═══ FRAGMENTO DEL TEXTO

El
modernismo fue un entusiasmo romántico, un encandilamiento fantasioso empeñado
en echar la vista atrás, hacia un pasado de trovadores y princesitas cándidas.
Los
espíritus modernistas creían encontrar en aquel pasado medieval el origen de
una épica nacional. La epopeya de un conde cerril o de un rey peludo y roñoso
que, en el lecho de muerte, se empecinaba en dejar una huella de sangre más o
menos coagulada sobre un escudo.
El
romanticismo tardío se expresaba con unas formas que se desvanecían en una
atmósfera de codicias, mercaderías, frenesí industrial y trata ilegal de
esclavos.
Los
nuevos ricos, en su afán de culturizarse, acudían a la ópera y se dejaban
embriagar con las melodías infinitas de un músico teutón engreído. Un leit motiv de Lohengrin les entusiasmaba
tanto como el ruido de los telares de sus fábricas y un poema de Verdaguer les
animaba a subir a las altas cumbres y a estimar su preciosa lengua que había
nacido del latín decrépito.
Escuchar
la música de Wagner y contemplar el país desde la cumbre del Canigó inflamaba
un nacionalismo infantiloide.

══════
═══ MATERIAL

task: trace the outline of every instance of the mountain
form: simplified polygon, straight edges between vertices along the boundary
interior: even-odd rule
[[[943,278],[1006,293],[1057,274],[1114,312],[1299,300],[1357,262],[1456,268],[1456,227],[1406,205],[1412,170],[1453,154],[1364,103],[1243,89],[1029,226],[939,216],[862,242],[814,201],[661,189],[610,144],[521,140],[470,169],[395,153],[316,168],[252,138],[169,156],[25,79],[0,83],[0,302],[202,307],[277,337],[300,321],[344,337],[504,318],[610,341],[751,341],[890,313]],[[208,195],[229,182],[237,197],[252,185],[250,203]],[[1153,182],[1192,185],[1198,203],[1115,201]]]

══════

§ **CONSIGNA**: En el fragmento sobre el modernismo, ¿qué entusiasmaba a los nuevos ricos tanto como el ruido de los telares de sus fábricas?

§ **RESULTADO**: Un leit motiv de Lohengrin.